* _REQUIRED ACTION_: Once the line containing "Target: trimmed hedge" is found, retype it and each line after it through the last entry below, word for word, and nothing else.

* _DATA PROVIDED_:
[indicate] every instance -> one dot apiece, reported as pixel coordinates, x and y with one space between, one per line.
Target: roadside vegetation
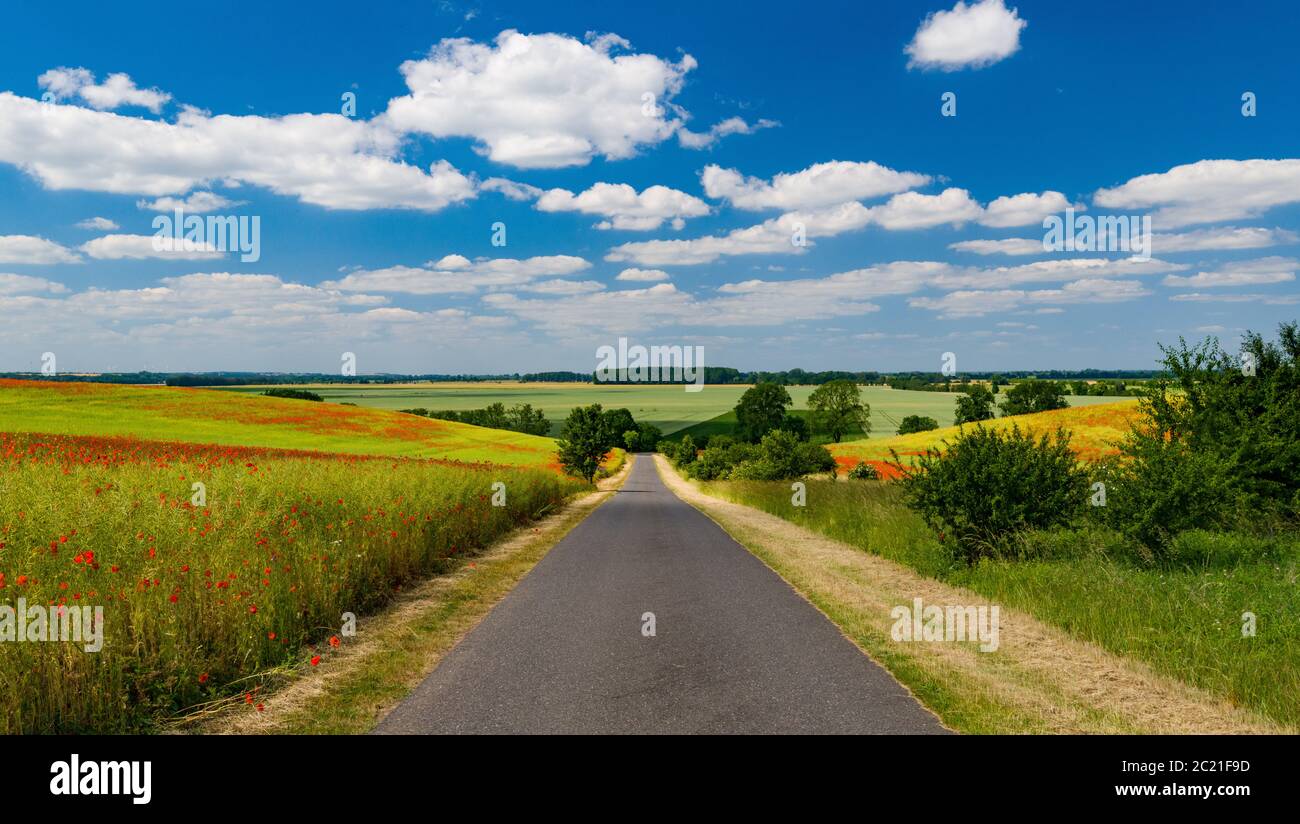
1178 546
217 568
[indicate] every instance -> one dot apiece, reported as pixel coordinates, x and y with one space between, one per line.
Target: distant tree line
519 417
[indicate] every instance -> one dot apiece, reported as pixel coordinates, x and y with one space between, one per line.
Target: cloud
1236 298
458 274
1025 209
642 276
510 189
560 286
98 224
544 100
22 283
1208 191
196 202
326 160
1240 273
118 90
975 303
1008 246
967 37
33 250
917 211
139 247
820 185
719 130
1222 238
624 208
906 211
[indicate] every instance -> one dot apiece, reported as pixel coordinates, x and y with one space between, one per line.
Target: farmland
206 416
1093 432
204 601
671 408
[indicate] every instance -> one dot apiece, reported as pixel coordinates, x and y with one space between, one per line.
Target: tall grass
1183 618
200 601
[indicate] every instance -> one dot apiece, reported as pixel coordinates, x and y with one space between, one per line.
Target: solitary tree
976 404
583 442
761 410
1034 397
837 407
917 423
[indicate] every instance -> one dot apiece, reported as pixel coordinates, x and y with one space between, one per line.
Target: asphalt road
735 649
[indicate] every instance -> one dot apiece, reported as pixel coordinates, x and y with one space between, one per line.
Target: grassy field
667 407
207 416
206 599
1183 620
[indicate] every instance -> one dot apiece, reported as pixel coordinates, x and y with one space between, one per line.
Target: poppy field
209 416
1093 429
219 567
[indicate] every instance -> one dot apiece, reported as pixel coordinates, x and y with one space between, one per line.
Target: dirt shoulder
395 649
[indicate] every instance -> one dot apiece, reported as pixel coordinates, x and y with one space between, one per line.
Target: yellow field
1095 432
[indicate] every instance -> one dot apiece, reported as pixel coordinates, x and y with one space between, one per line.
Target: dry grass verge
394 650
1040 680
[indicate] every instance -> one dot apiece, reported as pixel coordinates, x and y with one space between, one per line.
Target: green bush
862 471
293 394
1157 489
917 423
989 484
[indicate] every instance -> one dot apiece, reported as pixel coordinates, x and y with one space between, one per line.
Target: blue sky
376 228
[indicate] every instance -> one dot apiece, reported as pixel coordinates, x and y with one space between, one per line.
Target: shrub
862 471
975 406
917 423
989 484
1157 489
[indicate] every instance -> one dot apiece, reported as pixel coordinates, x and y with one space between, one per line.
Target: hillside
207 416
1093 430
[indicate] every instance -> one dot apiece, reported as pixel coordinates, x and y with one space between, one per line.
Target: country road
735 649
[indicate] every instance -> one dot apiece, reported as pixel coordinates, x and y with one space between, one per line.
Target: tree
616 421
975 406
524 417
917 423
1034 395
761 410
583 442
837 408
649 436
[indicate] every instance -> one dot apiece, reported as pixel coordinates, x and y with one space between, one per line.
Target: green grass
671 408
1184 620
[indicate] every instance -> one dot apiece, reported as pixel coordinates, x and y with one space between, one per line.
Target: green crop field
671 408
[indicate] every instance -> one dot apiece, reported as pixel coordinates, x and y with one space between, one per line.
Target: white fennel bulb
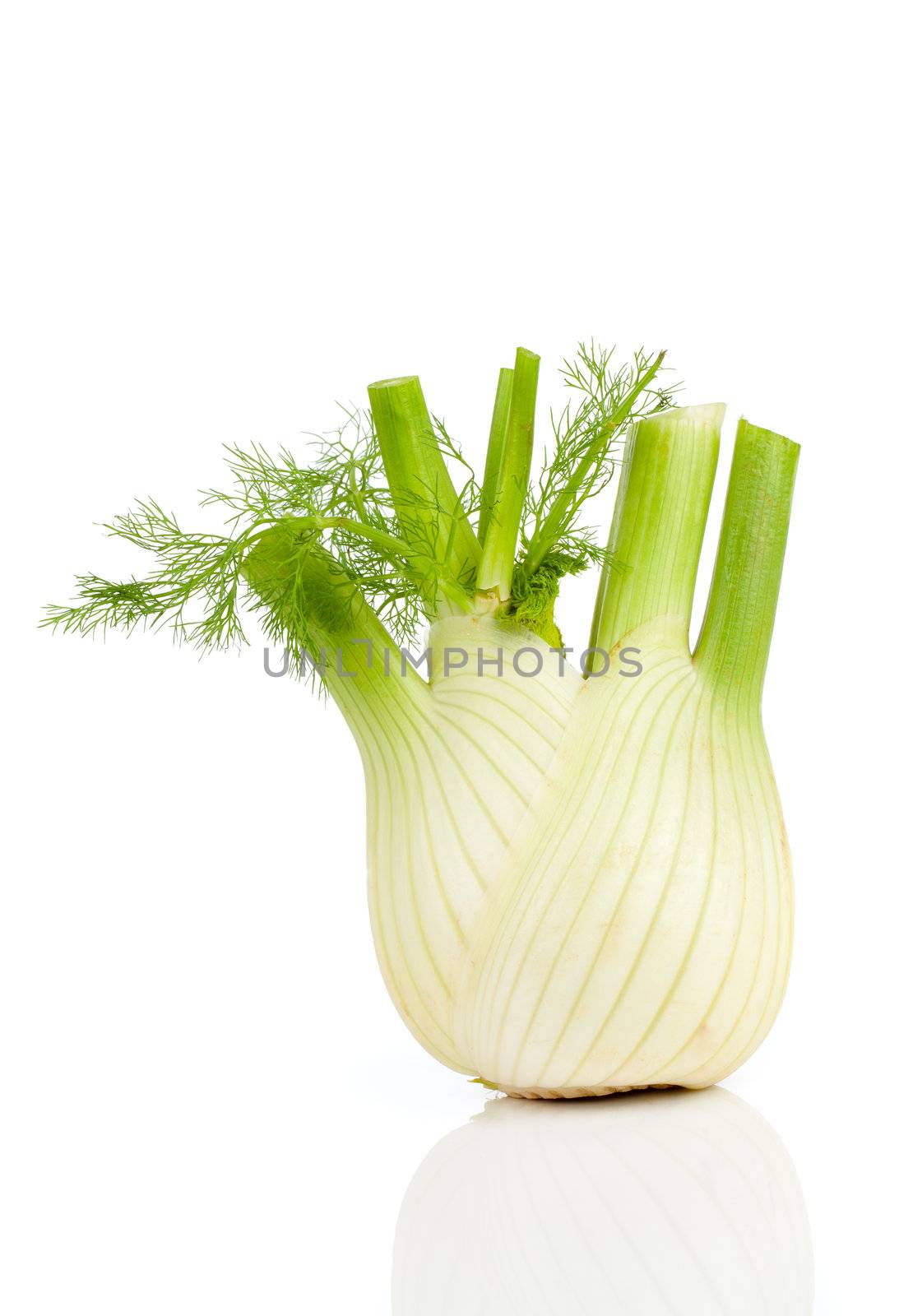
578 872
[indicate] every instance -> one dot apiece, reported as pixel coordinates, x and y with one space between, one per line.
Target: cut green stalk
736 633
502 537
658 524
498 428
427 503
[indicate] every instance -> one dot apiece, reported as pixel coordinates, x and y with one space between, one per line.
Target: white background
219 220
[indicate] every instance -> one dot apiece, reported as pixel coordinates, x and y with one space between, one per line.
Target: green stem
498 428
557 517
425 500
502 537
736 635
658 523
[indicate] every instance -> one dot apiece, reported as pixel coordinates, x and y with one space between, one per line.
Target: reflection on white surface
677 1203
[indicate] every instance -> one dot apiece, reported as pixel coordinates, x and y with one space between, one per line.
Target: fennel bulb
662 1206
578 874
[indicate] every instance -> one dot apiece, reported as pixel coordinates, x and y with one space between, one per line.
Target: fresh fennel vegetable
578 874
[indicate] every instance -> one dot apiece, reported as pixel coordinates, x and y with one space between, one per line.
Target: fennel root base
568 1094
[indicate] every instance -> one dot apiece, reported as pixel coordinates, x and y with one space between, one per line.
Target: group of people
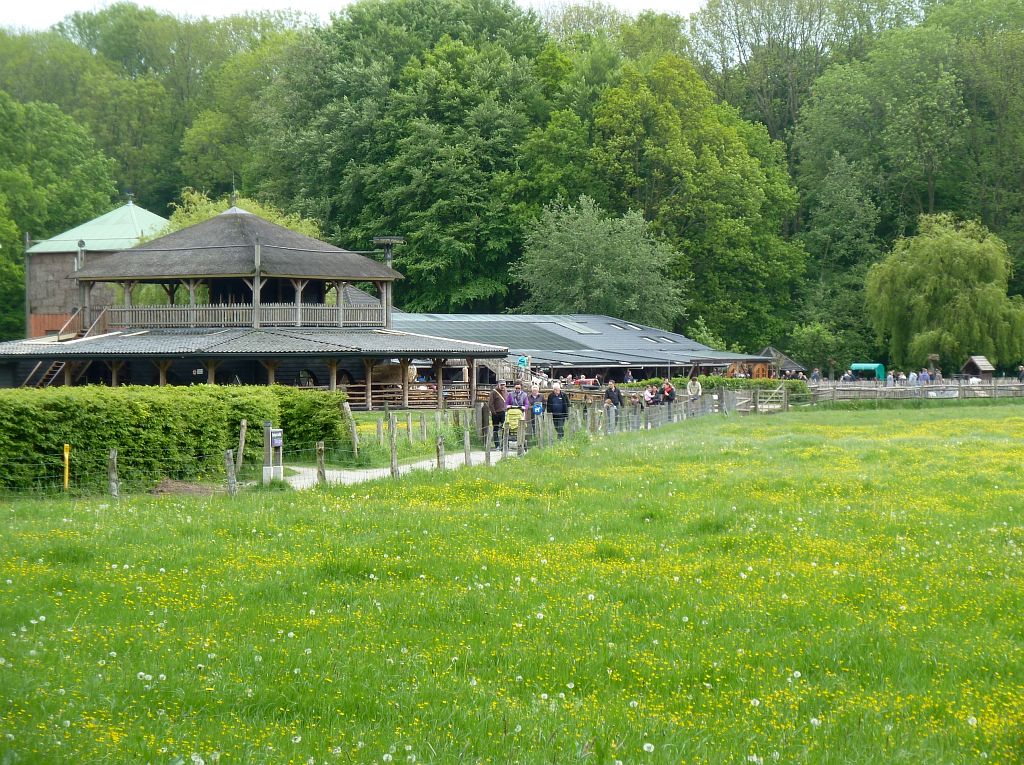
517 407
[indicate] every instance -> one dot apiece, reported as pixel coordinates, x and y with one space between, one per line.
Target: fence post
112 474
352 430
242 445
394 450
232 483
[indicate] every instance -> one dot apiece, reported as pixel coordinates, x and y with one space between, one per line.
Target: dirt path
305 477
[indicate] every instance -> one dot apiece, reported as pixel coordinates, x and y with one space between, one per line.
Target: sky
43 13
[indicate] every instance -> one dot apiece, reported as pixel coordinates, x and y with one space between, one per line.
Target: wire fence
393 443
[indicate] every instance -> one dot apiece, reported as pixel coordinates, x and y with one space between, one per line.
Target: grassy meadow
826 587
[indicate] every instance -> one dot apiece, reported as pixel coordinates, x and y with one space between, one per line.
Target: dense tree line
762 155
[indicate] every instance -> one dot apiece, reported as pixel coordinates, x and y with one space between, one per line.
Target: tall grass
821 588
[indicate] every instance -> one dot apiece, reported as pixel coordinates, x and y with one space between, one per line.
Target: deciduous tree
944 291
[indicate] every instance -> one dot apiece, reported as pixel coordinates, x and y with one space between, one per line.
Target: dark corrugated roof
573 340
248 342
224 246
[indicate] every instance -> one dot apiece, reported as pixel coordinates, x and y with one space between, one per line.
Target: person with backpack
516 400
535 411
669 391
498 408
612 395
558 406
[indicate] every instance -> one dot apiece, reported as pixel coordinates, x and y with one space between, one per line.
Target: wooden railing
270 314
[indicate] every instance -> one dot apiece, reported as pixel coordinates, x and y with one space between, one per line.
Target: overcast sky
43 13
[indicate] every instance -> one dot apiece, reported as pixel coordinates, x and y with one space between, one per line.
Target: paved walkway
305 477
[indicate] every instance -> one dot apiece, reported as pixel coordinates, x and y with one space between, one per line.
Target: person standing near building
612 395
498 408
535 411
558 406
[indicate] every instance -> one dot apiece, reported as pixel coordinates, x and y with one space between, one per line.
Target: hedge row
174 432
710 382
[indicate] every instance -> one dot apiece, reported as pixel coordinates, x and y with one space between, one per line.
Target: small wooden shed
978 367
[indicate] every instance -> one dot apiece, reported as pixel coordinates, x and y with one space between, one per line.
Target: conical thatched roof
120 228
225 245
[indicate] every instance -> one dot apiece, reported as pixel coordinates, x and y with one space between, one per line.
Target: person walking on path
498 408
535 411
612 395
558 406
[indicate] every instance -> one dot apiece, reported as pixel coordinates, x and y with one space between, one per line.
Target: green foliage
51 174
581 260
814 344
196 207
175 432
310 416
944 291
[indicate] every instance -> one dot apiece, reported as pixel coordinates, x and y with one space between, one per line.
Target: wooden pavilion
239 299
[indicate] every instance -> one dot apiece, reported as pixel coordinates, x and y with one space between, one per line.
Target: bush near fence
711 382
169 432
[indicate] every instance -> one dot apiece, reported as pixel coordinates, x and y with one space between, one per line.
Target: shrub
174 432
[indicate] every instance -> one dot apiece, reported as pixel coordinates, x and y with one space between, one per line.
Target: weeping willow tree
944 291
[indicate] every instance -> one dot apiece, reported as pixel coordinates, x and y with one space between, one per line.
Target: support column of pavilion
368 366
471 369
439 378
271 370
115 367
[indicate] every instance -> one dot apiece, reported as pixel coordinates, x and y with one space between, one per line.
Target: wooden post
112 474
232 483
368 366
115 368
352 430
271 371
242 444
394 450
163 368
403 366
321 467
439 378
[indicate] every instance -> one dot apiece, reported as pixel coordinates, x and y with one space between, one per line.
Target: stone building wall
53 292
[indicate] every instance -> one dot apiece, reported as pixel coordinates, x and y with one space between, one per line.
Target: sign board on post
273 453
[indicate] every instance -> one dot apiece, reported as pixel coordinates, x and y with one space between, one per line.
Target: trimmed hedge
172 432
711 382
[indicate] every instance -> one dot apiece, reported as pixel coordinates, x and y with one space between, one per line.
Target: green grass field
823 588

* _TASK SOLUTION_:
Target: trimmed hedge
172 432
711 382
[indicate] every instance -> one dot apiece, reported as pixel coordinates, x and y with one space between, one per line.
Target: green grass field
823 588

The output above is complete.